Reproduce the data below, substituting "pin" for each occurrence of "marker" while leaving everything else unchanged. Omit the pictures from your answer.

-- BEGIN --

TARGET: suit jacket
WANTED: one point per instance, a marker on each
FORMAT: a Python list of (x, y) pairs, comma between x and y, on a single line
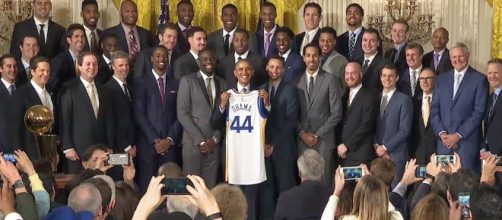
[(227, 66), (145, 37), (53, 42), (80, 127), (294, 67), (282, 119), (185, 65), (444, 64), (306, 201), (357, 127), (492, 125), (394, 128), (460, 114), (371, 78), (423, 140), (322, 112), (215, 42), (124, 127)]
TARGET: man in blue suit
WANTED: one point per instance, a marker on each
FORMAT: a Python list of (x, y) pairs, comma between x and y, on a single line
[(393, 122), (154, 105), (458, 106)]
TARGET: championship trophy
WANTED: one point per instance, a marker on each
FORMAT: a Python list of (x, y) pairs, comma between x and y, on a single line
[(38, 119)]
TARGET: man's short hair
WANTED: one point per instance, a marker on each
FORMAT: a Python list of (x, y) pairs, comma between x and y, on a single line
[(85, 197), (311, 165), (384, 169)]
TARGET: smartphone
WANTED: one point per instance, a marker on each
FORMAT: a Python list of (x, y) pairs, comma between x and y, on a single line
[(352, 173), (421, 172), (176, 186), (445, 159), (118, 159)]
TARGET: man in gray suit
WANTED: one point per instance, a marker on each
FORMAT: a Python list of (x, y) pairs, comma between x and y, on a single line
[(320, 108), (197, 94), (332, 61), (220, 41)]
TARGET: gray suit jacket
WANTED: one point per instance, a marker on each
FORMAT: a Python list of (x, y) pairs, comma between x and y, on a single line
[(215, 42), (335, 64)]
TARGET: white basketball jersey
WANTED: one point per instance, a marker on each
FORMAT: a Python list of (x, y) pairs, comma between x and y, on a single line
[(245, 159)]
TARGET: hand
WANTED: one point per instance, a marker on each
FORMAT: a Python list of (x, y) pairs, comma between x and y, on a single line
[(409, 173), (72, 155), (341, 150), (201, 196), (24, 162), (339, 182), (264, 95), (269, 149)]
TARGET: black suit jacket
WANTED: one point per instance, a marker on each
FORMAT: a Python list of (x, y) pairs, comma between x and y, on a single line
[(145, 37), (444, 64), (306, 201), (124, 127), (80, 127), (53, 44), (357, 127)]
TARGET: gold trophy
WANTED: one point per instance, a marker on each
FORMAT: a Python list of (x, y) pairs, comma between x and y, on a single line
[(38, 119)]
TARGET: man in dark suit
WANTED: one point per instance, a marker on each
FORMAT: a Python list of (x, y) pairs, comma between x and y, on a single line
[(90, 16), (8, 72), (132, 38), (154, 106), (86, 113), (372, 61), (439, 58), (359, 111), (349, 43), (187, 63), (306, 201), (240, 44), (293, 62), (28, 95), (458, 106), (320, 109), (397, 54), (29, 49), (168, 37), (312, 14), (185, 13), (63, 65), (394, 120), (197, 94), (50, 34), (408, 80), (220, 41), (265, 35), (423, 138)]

-- END --

## Answer to this task:
TARGET: suit jacket
WANTED: one point per instance, a pin on each
FORMAT: a Python list of (x, y) pairs, comma between x and y, on a single line
[(227, 66), (145, 37), (53, 42), (80, 127), (294, 67), (282, 119), (185, 65), (444, 64), (306, 201), (357, 127), (492, 125), (394, 128), (460, 114), (371, 78), (423, 140), (322, 112), (215, 42), (124, 127)]
TARGET: man in blue suit
WANTED: one point per instance, a pin on each
FORMAT: a Python list of (x, y) pairs, comma between x and y, on a single line
[(393, 122), (154, 105), (458, 106)]
TARGET: championship trophy
WANTED: one point per instance, a pin on each
FORMAT: a Python list of (x, y) pairs, comma between x and y, on a single line
[(38, 119)]
TARGET: man's short hair
WANTED: one point per instance, a pin on each
FORMAT: a Python list of (x, y) pairs, comma between x and y, on a single line
[(85, 197), (311, 165), (384, 169)]
TARGET: smartphone
WANTED: one point per instance, a pin on each
FORMAT: a Python list of (x, y) pairs, comma between x and y, on a single line
[(352, 173), (421, 172), (176, 186), (445, 159), (118, 159)]
TARGET: man in gray suit
WANTED: one point per instance, a pin on each
FORMAT: a Python list of (x, y) pairs, comma between x and y, on a single line
[(320, 108), (197, 94), (332, 61), (220, 41)]
TARGET: gray suit jacket
WANTED: one point per instance, a pin on each
FORMAT: a Python list of (x, y) pairs, comma between x and y, on a single line
[(215, 42), (335, 64)]
TARGET: white basketball jersey
WANTED: one point per instance, a pin on each
FORMAT: a Python list of (x, y) pairs, comma between x and y, on a single line
[(245, 159)]
TARGET: hand
WANTED: one point per instance, a pin on each
FORMAT: a Python list of (x, y) pairs, comma between x and y, on a single line
[(409, 173), (72, 155), (341, 150), (201, 196), (24, 162), (339, 182), (264, 95), (269, 149)]
TARGET: black suit jacket
WANTED: one point per instance, a pin on each
FORMAT: a Python list of (x, y) pairs, comma between x and y, on a single line
[(145, 37), (444, 64), (306, 201), (124, 127), (80, 127), (53, 44), (357, 127)]
TARGET: gold trophy
WANTED: one point per instance, a pin on each
FORMAT: a Python list of (x, y) pairs, comma between x and y, on a single line
[(38, 119)]
TARGET: man in dark suit
WANTED: one point per instance, a pin on each
FORMAT: a Python list of (x, y) pairs, comma between x and y, on a single line
[(90, 16), (8, 72), (132, 38), (154, 106), (86, 113), (372, 61), (439, 58), (359, 111), (349, 43), (187, 63), (306, 201), (240, 44), (293, 62), (28, 95), (458, 106), (320, 109), (397, 54), (29, 49), (168, 37), (312, 14), (185, 13), (63, 65), (394, 120), (197, 94), (50, 34), (408, 80), (220, 41), (265, 35), (423, 138)]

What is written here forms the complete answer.